> Trecho da página:
22 de março de 2016

As Sufragistas

As Sofredoras

Suffragette, Dir: Sarah Gravon, Reino Unido, 2015, 1h46min
IMDB         Trailer


Um tema pode ser muito nobre, mas a forma de ser mostrado pode estragar tudo. Esse é o caso de As Sufragistas, filme que conta a história das mulheres que lutaram pelo direito ao voto feminino na Inglaterra do início do século XX. Causa mais do que nobre, mas com todos os elementos cinematográficos fora do lugar. 

A trama acompanha a trajetória de uma empregada de uma lavanderia, Maud Watts, a princípio pouco engajada na luta feminina, mas que aos poucos se envolve na causa e se torna uma das líderes do movimento sufragista. 

Essa escolha pelo foco em uma só personagem de trajetória (mega) sofrida já indica o dramalhão que será apresentado na tela. Desnecessário esse foco no drama pessoal, que chega até a despolitizar o filme na medida em que mais importante é o sofrimento imposto à personagem do que a discussão sobre a causa pela qual ela luta. Fica parecendo as toscas novelas da Gloria Perez, sempre com temas ótimos a serem explorados mas que preferem focar na choradeira da mocinha. 

Há doses cavalares de maniqueísmo ao criar uma série de homens sádicos e desumanos. O chefe da heroína é um monstro perfeito: só quer que as funcionárias lhe deem lucro e saciem suas taras. A polícia também exerce papel de vilã ao ser apresentada como um grupo "que quer acabar com essas folgadas" (Muahahaha!).  O marido da mocinha é um banana sem muita opinião que quer somente obedecer as convenções sociais. Só há um personagem bem construído na estória que é o chefe da inteligência da polícia, que não age por ódio e mostra respeito pelas sufragistas, e só as persegue porque é seu trabalho. Obviamente existia e ainda existe opressão contra as mulheres, mas o filme chega a quase generalizar tal opressão.

> Tarefa:
Transcreva, sem alterar nenhuma palavra, o trecho da crítica sobre o filme As Sufragistas que vai de "22 de março" até "do movimento sufragista.", incluindo as duas pontas.

> Material de origem:
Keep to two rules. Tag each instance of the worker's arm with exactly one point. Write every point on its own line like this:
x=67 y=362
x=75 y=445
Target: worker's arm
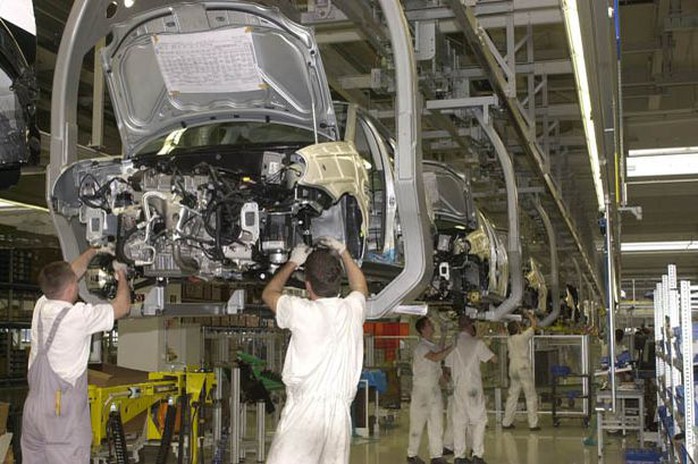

> Resposta correta:
22 de março de 2016

As Sufragistas

As Sofredoras

Suffragette, Dir: Sarah Gravon, Reino Unido, 2015, 1h46min
IMDB         Trailer


Um tema pode ser muito nobre, mas a forma de ser mostrado pode estragar tudo. Esse é o caso de As Sufragistas, filme que conta a história das mulheres que lutaram pelo direito ao voto feminino na Inglaterra do início do século XX. Causa mais do que nobre, mas com todos os elementos cinematográficos fora do lugar. 

A trama acompanha a trajetória de uma empregada de uma lavanderia, Maud Watts, a princípio pouco engajada na luta feminina, mas que aos poucos se envolve na causa e se torna uma das líderes do movimento sufragista.